* begin *

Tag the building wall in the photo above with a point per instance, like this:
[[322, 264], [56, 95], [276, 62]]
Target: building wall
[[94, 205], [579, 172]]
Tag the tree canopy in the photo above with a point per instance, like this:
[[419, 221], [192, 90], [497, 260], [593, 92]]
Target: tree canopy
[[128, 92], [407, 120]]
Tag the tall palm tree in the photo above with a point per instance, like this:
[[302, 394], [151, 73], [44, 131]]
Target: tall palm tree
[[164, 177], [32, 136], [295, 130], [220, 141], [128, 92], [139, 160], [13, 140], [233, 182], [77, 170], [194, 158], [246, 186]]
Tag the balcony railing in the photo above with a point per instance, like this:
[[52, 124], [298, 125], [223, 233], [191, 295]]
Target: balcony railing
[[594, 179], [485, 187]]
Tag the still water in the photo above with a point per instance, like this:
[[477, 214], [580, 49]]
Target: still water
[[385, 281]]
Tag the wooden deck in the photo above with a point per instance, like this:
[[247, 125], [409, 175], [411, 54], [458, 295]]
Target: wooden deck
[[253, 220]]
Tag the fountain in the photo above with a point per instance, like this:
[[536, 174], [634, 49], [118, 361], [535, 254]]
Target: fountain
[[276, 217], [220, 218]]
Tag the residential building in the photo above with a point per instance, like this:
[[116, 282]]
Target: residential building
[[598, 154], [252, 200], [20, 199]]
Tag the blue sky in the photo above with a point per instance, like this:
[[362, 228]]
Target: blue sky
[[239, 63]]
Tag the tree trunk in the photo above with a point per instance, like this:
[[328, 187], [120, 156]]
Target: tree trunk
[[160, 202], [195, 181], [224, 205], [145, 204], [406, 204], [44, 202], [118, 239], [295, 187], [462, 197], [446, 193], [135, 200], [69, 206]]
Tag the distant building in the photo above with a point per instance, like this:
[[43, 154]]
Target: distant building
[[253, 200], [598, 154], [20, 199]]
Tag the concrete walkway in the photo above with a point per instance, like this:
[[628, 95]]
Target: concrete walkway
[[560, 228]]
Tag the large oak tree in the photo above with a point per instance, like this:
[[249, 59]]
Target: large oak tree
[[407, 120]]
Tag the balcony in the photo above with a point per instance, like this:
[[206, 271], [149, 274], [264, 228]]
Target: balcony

* end *

Exercise
Copy out all the records, replacing every "Tag" with "Mark" and leaving everything else unchanged.

Task answer
Mark the building wall in the photo above with a point per instance, like this:
[[322, 264], [56, 95], [276, 62]]
Target: building wall
[[94, 205], [579, 172]]
Mark the tree canopy in the photo above with a point per instance, like this:
[[419, 221], [192, 90], [497, 260], [593, 92]]
Target: tree canopy
[[128, 92], [407, 120]]
Mark the tall palm tree in the photo above with a point per instance, like this:
[[302, 394], [151, 73], [44, 131]]
Target: tall palm tree
[[164, 177], [32, 136], [295, 130], [220, 141], [128, 92], [139, 160], [13, 140], [233, 182], [77, 170], [194, 158], [246, 186]]
Mark the balcony railing in the photo above with a point per instance, like this:
[[52, 124], [298, 125], [223, 233], [191, 295]]
Target: balcony railing
[[594, 179], [485, 187]]
Mark the still water in the photo above with a point per instance, like this:
[[477, 214], [580, 49]]
Target: still water
[[385, 281]]
Mark the wooden deck in the photo above with a point per instance, like this:
[[247, 125], [409, 175], [411, 54], [458, 295]]
Target: wooden deck
[[253, 220]]
Mark the fountain in the photo above with a point per instance, like this:
[[536, 174], [634, 49], [118, 361], [535, 254]]
Target: fountain
[[276, 217], [220, 218]]
Mark the residential building in the photo above with a point per instance, like this:
[[116, 282]]
Target: residential building
[[598, 154], [252, 200], [20, 199]]
Mark the blue sky in the photo above with a point per instance, like this:
[[362, 228]]
Target: blue sky
[[239, 63]]
Mark the tree trunk in the photo above with a point per instance, like this:
[[328, 187], [120, 156]]
Target: tree trunk
[[160, 202], [195, 181], [224, 205], [145, 204], [406, 204], [44, 202], [118, 239], [295, 187], [462, 197], [446, 193], [135, 200], [69, 206]]
Mark the distant building in the photo above with a point per instance, like this:
[[43, 154]]
Target: distant building
[[253, 200], [598, 154], [20, 199]]
Mark the concrete walkway in the photo above with a point per instance, like this:
[[628, 95]]
Target: concrete walkway
[[560, 228]]
Mark the large oak tree in the photo above with a point per instance, like this:
[[249, 59]]
Target: large oak tree
[[407, 120]]
Mark the balcony in the photo above with a point per instance, like this:
[[206, 271], [149, 274], [264, 228]]
Target: balcony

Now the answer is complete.